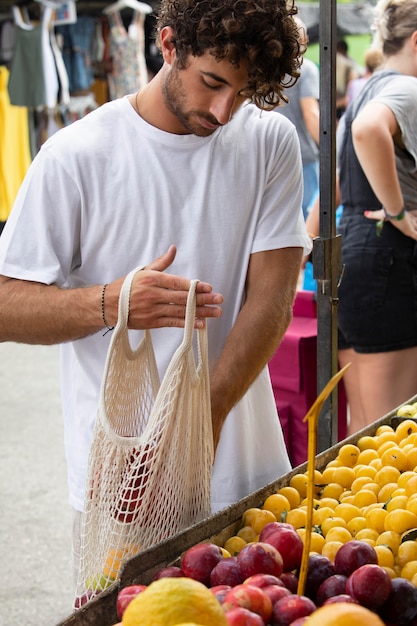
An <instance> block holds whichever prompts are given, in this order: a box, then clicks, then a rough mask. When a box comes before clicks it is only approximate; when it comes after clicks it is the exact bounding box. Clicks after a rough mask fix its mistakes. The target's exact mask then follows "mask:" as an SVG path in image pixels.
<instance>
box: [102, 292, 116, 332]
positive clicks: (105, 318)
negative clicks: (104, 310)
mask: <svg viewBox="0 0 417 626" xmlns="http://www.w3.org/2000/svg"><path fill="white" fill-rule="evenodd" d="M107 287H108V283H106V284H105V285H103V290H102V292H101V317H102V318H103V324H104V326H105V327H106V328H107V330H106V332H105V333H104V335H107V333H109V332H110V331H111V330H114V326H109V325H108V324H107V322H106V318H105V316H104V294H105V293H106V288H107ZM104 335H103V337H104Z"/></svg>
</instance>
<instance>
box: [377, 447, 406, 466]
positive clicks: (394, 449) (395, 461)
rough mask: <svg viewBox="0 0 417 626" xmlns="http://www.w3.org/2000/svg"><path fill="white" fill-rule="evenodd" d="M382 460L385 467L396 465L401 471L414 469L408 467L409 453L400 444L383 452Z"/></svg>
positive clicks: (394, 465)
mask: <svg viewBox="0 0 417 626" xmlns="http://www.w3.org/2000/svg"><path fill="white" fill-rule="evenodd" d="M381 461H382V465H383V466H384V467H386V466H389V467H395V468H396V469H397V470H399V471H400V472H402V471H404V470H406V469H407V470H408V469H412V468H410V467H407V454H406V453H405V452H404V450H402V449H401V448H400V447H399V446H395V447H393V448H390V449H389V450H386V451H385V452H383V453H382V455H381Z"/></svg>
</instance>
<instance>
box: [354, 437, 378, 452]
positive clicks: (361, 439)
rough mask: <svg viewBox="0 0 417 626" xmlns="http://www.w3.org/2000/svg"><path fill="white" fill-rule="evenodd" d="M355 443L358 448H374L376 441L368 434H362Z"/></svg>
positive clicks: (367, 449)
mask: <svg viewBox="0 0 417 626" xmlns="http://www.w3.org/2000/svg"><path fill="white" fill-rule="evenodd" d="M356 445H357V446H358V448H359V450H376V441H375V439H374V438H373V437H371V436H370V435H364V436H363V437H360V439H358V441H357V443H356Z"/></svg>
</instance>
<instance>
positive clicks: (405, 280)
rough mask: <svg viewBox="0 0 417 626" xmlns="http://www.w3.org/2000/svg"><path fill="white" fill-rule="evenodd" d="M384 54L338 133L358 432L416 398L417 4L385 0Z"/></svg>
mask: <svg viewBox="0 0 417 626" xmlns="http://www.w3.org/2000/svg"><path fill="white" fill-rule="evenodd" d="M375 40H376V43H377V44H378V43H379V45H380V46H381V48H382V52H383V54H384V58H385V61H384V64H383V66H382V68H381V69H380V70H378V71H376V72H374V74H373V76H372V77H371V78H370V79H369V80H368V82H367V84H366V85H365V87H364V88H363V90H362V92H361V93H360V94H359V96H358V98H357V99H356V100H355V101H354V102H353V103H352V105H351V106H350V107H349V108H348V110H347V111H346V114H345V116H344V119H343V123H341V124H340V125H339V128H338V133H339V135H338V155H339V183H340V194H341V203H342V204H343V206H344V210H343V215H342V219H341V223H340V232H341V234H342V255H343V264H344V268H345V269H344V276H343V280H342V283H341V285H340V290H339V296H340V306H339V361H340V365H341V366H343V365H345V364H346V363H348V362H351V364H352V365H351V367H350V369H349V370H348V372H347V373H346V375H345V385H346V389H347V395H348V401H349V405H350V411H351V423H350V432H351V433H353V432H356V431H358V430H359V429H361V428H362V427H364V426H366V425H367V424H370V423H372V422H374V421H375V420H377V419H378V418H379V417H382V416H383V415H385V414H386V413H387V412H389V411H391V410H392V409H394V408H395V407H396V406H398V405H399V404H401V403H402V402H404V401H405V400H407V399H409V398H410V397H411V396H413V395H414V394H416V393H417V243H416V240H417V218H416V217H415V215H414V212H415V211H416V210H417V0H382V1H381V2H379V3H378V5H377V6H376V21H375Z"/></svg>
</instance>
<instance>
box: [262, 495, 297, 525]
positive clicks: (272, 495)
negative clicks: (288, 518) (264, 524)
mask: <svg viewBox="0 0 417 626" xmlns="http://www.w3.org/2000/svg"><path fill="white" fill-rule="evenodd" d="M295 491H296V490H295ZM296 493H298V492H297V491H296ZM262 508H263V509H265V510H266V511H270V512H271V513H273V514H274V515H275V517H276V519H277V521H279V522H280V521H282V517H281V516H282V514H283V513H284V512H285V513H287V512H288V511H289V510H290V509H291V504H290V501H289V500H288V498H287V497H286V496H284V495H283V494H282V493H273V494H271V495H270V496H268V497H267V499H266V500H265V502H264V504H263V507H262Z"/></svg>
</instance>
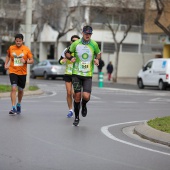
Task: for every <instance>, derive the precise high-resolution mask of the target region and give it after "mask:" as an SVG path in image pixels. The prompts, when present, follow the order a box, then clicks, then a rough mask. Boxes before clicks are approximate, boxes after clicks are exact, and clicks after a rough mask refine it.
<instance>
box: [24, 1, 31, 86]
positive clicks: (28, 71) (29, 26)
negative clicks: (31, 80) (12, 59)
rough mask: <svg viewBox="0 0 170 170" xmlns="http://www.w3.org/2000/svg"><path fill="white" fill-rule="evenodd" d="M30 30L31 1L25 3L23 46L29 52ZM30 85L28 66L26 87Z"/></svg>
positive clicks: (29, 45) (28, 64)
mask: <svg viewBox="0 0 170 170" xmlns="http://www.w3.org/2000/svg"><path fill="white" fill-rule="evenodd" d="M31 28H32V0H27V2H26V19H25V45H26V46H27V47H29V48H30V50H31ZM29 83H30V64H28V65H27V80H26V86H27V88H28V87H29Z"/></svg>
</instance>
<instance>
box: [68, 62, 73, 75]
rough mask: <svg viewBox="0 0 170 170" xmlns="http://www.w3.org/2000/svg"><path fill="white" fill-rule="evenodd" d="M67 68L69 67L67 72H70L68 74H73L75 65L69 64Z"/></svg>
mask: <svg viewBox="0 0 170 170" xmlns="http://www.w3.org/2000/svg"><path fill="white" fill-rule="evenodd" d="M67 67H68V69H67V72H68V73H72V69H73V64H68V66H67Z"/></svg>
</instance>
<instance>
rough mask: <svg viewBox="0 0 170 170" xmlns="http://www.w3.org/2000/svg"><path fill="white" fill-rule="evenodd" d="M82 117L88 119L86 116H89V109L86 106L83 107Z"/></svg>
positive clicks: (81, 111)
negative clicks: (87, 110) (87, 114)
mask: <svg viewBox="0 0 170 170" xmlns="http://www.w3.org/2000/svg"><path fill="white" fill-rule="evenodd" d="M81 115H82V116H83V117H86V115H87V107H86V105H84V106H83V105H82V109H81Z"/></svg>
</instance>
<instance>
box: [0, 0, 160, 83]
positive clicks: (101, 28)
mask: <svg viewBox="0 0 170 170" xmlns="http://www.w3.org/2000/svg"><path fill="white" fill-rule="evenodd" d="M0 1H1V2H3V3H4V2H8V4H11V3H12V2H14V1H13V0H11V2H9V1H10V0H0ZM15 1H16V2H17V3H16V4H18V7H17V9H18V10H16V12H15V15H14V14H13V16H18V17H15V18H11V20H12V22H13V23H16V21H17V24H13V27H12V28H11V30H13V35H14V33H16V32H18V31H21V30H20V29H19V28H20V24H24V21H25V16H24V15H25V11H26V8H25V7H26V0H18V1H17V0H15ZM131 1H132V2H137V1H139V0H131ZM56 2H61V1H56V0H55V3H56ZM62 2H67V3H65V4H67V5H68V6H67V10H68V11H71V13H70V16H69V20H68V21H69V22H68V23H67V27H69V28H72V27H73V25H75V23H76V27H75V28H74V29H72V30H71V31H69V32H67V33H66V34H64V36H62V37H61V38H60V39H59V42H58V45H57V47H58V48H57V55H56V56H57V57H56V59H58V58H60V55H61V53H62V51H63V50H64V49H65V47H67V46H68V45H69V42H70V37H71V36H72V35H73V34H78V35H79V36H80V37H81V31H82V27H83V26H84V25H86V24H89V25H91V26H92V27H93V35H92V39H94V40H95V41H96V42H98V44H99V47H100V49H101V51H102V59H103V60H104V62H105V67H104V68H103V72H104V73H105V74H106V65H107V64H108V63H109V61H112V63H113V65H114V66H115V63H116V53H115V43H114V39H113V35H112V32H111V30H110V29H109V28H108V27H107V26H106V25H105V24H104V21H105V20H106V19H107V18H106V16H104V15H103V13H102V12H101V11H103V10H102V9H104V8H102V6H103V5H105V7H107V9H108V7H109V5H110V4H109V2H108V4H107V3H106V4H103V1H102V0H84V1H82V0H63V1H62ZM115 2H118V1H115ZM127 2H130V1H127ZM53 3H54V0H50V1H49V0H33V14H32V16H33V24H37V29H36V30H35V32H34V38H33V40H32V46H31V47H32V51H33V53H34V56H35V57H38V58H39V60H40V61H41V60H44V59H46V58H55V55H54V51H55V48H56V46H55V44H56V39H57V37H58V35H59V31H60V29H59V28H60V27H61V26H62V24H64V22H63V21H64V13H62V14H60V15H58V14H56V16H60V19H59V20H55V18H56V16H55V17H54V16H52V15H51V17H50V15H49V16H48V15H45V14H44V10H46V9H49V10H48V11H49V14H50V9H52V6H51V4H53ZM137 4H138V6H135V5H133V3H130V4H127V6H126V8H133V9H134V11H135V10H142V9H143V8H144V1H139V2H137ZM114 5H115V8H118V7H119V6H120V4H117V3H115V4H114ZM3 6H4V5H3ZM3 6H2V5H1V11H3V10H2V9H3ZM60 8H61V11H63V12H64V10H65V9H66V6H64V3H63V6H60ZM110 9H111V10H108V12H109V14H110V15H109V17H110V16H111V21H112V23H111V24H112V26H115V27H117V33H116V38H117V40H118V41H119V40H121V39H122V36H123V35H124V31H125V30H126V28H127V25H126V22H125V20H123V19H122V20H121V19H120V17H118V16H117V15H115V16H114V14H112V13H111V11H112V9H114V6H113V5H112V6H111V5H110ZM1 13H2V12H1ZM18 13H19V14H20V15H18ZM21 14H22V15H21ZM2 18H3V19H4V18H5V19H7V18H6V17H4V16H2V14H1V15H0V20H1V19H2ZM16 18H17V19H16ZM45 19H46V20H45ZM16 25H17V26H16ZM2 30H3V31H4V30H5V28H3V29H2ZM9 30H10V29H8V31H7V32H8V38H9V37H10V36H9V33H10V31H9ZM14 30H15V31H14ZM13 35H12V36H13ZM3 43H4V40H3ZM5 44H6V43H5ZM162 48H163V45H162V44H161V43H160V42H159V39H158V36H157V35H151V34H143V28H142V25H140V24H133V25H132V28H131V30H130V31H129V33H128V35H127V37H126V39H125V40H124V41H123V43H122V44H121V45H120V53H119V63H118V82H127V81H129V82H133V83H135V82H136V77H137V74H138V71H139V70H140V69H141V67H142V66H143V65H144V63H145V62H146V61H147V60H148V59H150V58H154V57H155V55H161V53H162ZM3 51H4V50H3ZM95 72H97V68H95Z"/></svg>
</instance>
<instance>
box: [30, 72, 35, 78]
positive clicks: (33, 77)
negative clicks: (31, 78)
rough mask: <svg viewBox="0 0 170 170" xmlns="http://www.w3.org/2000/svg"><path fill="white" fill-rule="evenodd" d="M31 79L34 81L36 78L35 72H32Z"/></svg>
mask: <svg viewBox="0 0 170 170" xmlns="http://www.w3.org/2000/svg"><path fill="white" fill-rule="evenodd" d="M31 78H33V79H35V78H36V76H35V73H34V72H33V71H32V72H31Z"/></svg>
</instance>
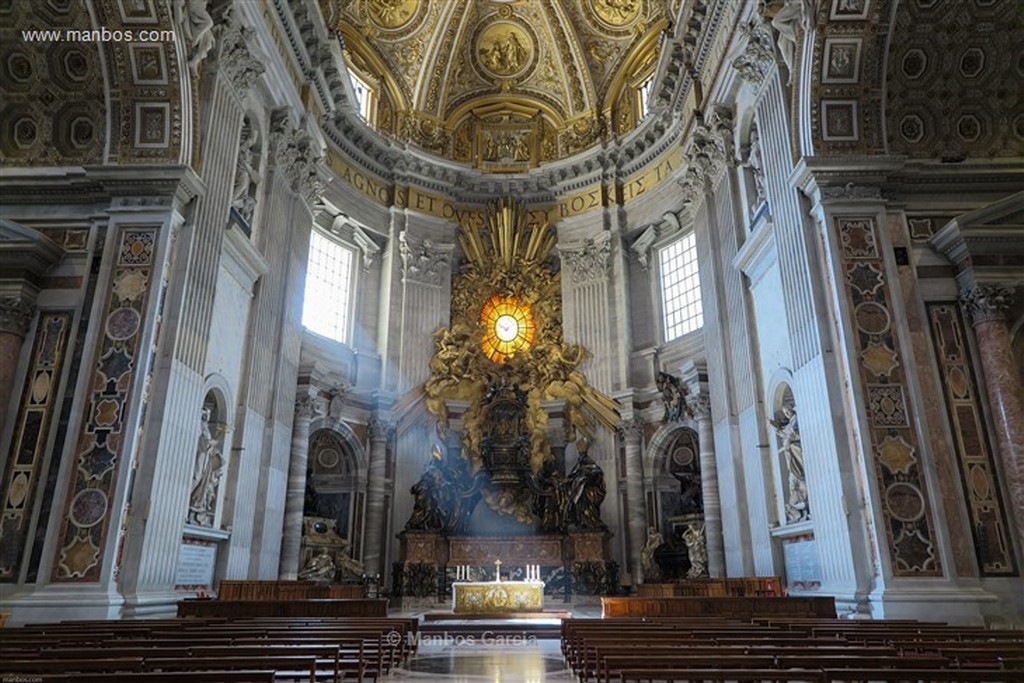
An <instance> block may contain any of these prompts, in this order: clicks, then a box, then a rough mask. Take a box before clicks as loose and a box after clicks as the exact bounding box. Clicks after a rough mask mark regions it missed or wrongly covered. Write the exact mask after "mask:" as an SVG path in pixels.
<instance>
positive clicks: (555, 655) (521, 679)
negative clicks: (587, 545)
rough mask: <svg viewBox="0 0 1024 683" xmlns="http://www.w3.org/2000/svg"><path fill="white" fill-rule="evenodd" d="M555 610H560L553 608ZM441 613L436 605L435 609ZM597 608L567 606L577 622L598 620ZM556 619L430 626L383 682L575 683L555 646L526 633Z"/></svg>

------

▸ Assignment
Duplicate the entries word for word, from their beginning through the line containing "negative clicks: (104, 310)", and include that line. Leave the pictures out.

▸ Completed exercise
An <instance> block holds whichever prompts are given, in this order: a box, then clicks, then a rough mask. When a box comes before clicks it is only approximate; when it comes after clicks it is the exact bounding box. Clicks after a rough mask fix its mistakes. The target's exact mask then follows "mask:" as an SVG path in image pixels.
<instance>
box: [102, 292, 116, 332]
positive clicks: (105, 318)
negative clicks: (104, 310)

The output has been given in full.